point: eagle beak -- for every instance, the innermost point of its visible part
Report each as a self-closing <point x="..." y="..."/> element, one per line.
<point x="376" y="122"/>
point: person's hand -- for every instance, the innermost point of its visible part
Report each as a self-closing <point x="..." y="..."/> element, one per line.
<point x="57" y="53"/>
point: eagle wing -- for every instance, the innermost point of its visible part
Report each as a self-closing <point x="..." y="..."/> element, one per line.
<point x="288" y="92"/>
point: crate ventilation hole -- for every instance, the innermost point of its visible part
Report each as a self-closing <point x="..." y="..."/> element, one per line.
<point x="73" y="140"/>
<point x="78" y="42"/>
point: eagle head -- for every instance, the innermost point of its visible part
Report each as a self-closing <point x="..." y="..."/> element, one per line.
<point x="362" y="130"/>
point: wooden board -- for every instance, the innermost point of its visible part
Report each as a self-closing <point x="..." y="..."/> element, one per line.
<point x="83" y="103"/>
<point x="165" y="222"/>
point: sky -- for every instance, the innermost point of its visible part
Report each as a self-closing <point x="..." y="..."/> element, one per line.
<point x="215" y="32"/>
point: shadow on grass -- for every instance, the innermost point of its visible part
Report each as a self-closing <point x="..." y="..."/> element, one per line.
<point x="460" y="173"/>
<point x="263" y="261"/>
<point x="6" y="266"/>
* * *
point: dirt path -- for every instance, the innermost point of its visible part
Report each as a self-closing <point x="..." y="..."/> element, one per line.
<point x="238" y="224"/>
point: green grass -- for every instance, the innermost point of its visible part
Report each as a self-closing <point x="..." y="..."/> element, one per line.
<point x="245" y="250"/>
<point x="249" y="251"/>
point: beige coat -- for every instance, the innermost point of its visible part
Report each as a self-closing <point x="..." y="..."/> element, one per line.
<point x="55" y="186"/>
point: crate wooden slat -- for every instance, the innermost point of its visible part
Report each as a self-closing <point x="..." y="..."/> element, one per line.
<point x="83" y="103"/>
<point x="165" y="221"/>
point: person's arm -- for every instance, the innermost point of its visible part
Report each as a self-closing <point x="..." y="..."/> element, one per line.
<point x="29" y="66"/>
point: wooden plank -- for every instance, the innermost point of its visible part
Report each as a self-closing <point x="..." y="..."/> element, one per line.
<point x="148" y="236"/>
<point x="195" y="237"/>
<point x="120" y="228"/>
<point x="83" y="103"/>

## What you should do
Gather every line from the items above that contains the word "eagle", and copy each of those lines in full.

## Full response
point: eagle beak -- for every instance, the innermost point of its visible part
point: eagle wing -- for every instance, the innermost point of its visible part
point: eagle head -- for every instance, the innermost point of its visible part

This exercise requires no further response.